-- Start of INPUT FOR THIS TASK --

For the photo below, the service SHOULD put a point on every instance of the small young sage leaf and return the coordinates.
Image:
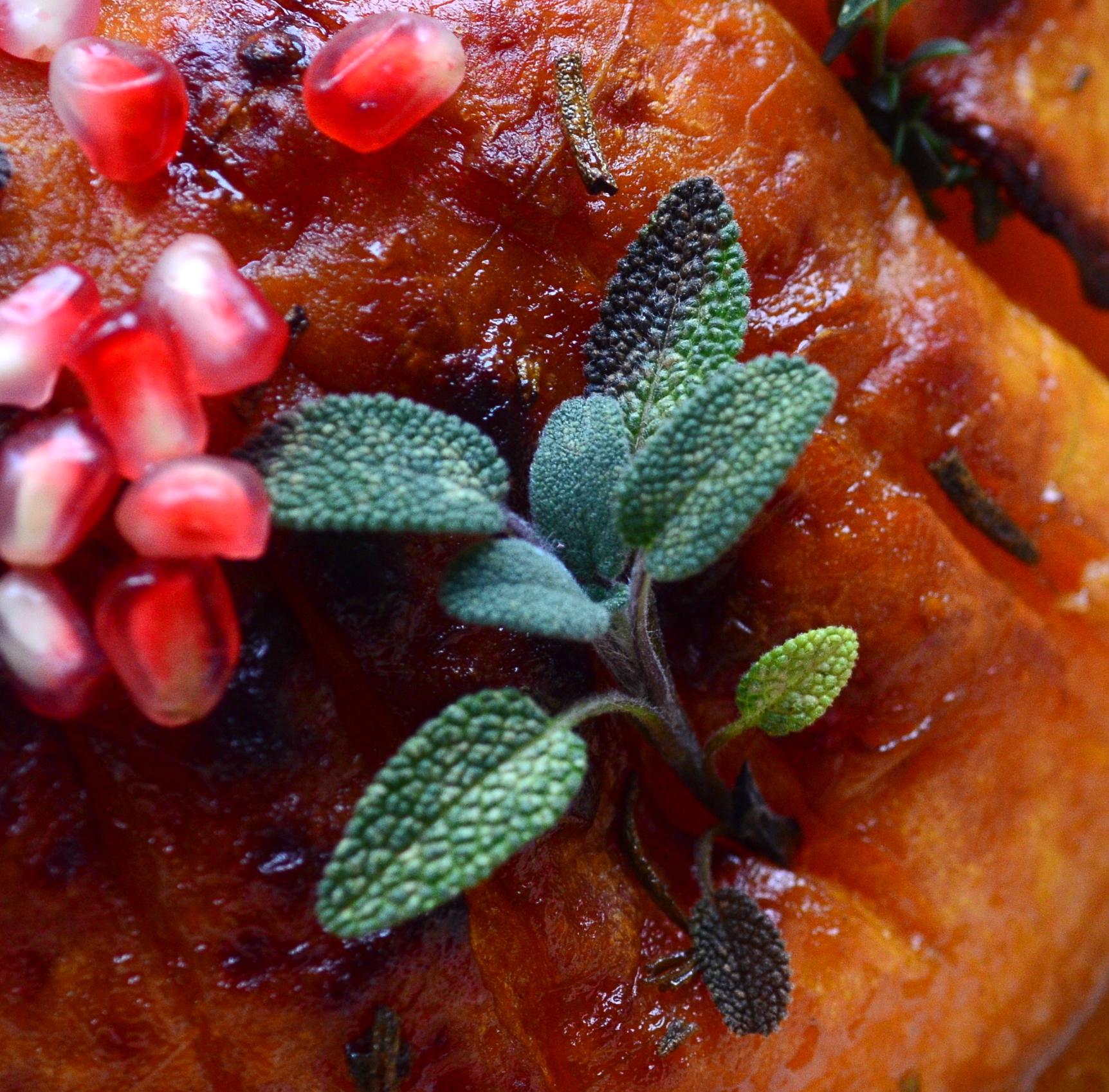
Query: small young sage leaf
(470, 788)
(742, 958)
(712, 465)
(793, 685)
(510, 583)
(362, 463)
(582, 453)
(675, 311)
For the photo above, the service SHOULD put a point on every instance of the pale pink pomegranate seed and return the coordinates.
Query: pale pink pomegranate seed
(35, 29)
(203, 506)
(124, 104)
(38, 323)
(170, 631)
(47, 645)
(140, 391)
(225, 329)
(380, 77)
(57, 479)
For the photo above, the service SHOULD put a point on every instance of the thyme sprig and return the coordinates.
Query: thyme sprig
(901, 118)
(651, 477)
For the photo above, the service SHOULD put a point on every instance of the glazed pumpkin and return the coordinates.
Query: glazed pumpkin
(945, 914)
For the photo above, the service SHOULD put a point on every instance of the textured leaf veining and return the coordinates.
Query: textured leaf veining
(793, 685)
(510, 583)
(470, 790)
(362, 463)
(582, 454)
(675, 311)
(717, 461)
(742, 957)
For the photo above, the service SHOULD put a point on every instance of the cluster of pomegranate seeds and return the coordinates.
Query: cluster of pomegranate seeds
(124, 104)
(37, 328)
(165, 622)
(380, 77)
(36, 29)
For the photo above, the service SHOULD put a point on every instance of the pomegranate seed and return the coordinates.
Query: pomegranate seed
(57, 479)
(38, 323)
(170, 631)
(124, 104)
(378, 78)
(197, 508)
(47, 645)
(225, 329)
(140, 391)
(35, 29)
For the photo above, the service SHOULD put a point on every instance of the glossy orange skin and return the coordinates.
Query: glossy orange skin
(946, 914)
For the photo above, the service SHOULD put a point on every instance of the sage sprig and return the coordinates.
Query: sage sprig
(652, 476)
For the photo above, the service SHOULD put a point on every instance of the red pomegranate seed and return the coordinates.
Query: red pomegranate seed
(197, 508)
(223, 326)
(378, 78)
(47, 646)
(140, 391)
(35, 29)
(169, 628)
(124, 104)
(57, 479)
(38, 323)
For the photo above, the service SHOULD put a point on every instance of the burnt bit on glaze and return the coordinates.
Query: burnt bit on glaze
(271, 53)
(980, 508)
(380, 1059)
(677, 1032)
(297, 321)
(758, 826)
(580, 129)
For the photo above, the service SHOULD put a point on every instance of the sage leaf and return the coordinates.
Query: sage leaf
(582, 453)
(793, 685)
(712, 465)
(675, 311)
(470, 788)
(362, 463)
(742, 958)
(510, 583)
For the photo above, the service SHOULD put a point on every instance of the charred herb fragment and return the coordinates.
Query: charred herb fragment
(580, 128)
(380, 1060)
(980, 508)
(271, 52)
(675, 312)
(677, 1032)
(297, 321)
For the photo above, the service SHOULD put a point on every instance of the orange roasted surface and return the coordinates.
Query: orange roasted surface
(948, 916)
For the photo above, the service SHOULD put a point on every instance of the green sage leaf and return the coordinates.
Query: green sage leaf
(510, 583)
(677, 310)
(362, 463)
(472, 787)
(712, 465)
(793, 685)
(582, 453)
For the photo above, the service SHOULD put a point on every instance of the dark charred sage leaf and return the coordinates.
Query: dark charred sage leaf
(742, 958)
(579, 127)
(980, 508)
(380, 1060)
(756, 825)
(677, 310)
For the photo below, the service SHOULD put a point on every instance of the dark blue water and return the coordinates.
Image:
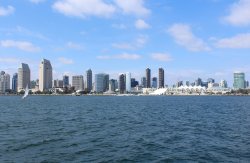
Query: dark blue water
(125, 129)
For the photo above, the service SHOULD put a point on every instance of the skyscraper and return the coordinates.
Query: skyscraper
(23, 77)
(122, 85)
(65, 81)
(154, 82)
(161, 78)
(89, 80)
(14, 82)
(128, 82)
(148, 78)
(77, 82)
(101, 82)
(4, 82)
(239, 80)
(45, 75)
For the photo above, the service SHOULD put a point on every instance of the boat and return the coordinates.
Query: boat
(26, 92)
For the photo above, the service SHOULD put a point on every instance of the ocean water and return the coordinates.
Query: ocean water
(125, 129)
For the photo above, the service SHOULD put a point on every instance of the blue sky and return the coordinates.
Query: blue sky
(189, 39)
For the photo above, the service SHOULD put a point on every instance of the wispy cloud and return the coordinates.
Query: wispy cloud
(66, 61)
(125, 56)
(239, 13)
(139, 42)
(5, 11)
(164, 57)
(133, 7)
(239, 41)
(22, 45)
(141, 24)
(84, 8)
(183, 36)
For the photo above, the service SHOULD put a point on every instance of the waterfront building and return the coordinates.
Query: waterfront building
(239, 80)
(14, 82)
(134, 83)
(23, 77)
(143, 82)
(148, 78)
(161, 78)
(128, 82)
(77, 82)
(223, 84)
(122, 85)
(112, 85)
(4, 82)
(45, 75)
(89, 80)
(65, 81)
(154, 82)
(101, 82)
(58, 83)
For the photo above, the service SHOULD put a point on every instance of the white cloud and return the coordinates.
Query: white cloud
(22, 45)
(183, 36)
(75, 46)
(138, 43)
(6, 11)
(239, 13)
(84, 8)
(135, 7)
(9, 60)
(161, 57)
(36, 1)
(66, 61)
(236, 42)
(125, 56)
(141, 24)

-- End of INPUT FOR THIS TASK --

Retype every line of the material above without any changes, and leave the pictures out of your copy.

§ **WRITTEN ANSWER**:
For the photo below, the service SHOULD put a point on every instance of the small young sage leaf and return the coordinates.
Image:
Query: small young sage leaf
(470, 788)
(742, 958)
(712, 465)
(793, 685)
(510, 583)
(362, 463)
(582, 453)
(675, 311)
For the photo above, the service SHOULD put a point on every instance of the pale pink pomegranate seed and return the coordinates.
Query: pale pink pomegranate seed
(35, 29)
(203, 506)
(124, 104)
(38, 323)
(170, 631)
(47, 645)
(140, 391)
(225, 329)
(380, 77)
(57, 479)
For the photo above, the service SHOULD put a point on every instance of the thyme sprig and return the coordinates.
Query: thyme sprig
(901, 118)
(651, 477)
For the photo above, the service SHOULD put a point on every instance of the glazed pumpkin and return the coordinates.
Query: glazed pumpkin
(945, 914)
For the photo above, the service SHOULD put a point on every instance of the textured leaf veining and return the coordinates.
Query: textured leaf veining
(793, 685)
(510, 583)
(470, 790)
(362, 463)
(582, 454)
(675, 311)
(717, 461)
(742, 957)
For the photo above, the service SHOULD put a point on every instance of the cluster of pomegranate seeds and return the coordinates.
Query: cluster of pomegranate seeds
(124, 104)
(37, 328)
(165, 622)
(380, 77)
(36, 29)
For the photo above, the service SHOULD put a point on every instance of the pomegranate seed and return the coordinates.
Query: pomegranate seed
(57, 479)
(38, 323)
(170, 631)
(124, 104)
(378, 78)
(197, 508)
(47, 645)
(225, 329)
(140, 391)
(35, 29)
For the photo above, the service SHOULD put a point on every instance of the glossy orange skin and return the coordinates.
Query: glossy orange skin
(946, 914)
For the photo above, the service SHOULD put a point on every instance of the sage sprig and return the coordinates.
Query: sage sprig
(652, 476)
For the photo above, the service SHOULD put a point on every instance of the red pomegranate seed and return the coordinates.
Query: red pomegranate seed
(197, 508)
(223, 326)
(378, 78)
(47, 646)
(140, 391)
(35, 29)
(169, 628)
(124, 104)
(57, 479)
(38, 323)
For the photo above, the service SHOULD put a point on every instance of the burnt bit on glaze and return the coordinates.
Query: burnt bit on glaze
(271, 53)
(980, 508)
(380, 1059)
(677, 1032)
(297, 321)
(758, 826)
(580, 129)
For the photo above, the service SHOULD put a point on every instance of the sage leaf and return the coordinates.
Query: sage leaf
(582, 453)
(793, 685)
(712, 465)
(675, 311)
(470, 788)
(362, 463)
(742, 958)
(510, 583)
For the photo above, the service SHOULD put a point on every instance of the charred herb fragment and return the coordinates.
Query: charred herb fragment
(580, 128)
(380, 1060)
(980, 508)
(271, 52)
(675, 312)
(677, 1032)
(297, 321)
For the photo above, the service SHOULD put a point on every instance of the orange roasted surface and return the coordinates.
Query: orange roasted surface
(948, 916)
For the photo above, the service SHOULD put a point on every instance of the green sage leaf and return the coordinates.
Query: green sage leaf
(510, 583)
(677, 310)
(362, 463)
(472, 787)
(712, 465)
(793, 685)
(582, 453)
For the photo above, the service SHOULD put a point on every instance of the dark charred sage leaf and return the coordinates.
Query: dark charred sage leaf
(742, 958)
(579, 127)
(980, 508)
(380, 1060)
(756, 825)
(677, 310)
For the photo below, the service SHOULD put a point on every instance of the dark blue water and return the coordinates.
Image:
Query: dark blue water
(125, 129)
For the photo above, the service SHOULD put a point on every instance of the skyscraper and return the coordinates.
Query: skyscraper
(23, 77)
(122, 85)
(65, 81)
(154, 82)
(161, 78)
(89, 80)
(14, 82)
(128, 82)
(148, 78)
(77, 82)
(101, 82)
(4, 82)
(239, 80)
(45, 75)
For the photo above, the service SHOULD put a point on every instance of the boat and return the coordinates.
Query: boat
(26, 92)
For the photo above, the service SHOULD put a point on every instance of the ocean water and return the coordinates.
Query: ocean water
(125, 129)
For the photo above, the service SHOULD put a point on every instance of the blue sky and return the coordinates.
Query: blue sky
(189, 39)
For the photo above, the service SHOULD put a point on every instance of the wispy cloud and return the coordinates.
Query: wispy cloud
(66, 61)
(125, 56)
(239, 13)
(139, 42)
(5, 11)
(164, 57)
(133, 7)
(239, 41)
(22, 45)
(141, 24)
(84, 8)
(183, 36)
For the photo above, the service SHOULD put a point on every instance of the waterfront building and return the coordinates.
Query: waterfront building
(239, 80)
(14, 82)
(134, 83)
(23, 77)
(143, 82)
(148, 78)
(161, 78)
(128, 82)
(77, 82)
(223, 84)
(122, 85)
(112, 85)
(4, 82)
(45, 75)
(89, 80)
(65, 81)
(154, 82)
(101, 82)
(58, 83)
For the photo above, the service SHOULD put a point on every instance of the white cloud and return the coordinates.
Query: white cloud
(22, 45)
(183, 36)
(75, 46)
(138, 43)
(6, 11)
(239, 13)
(84, 8)
(135, 7)
(9, 60)
(161, 57)
(36, 1)
(66, 61)
(236, 42)
(125, 56)
(141, 24)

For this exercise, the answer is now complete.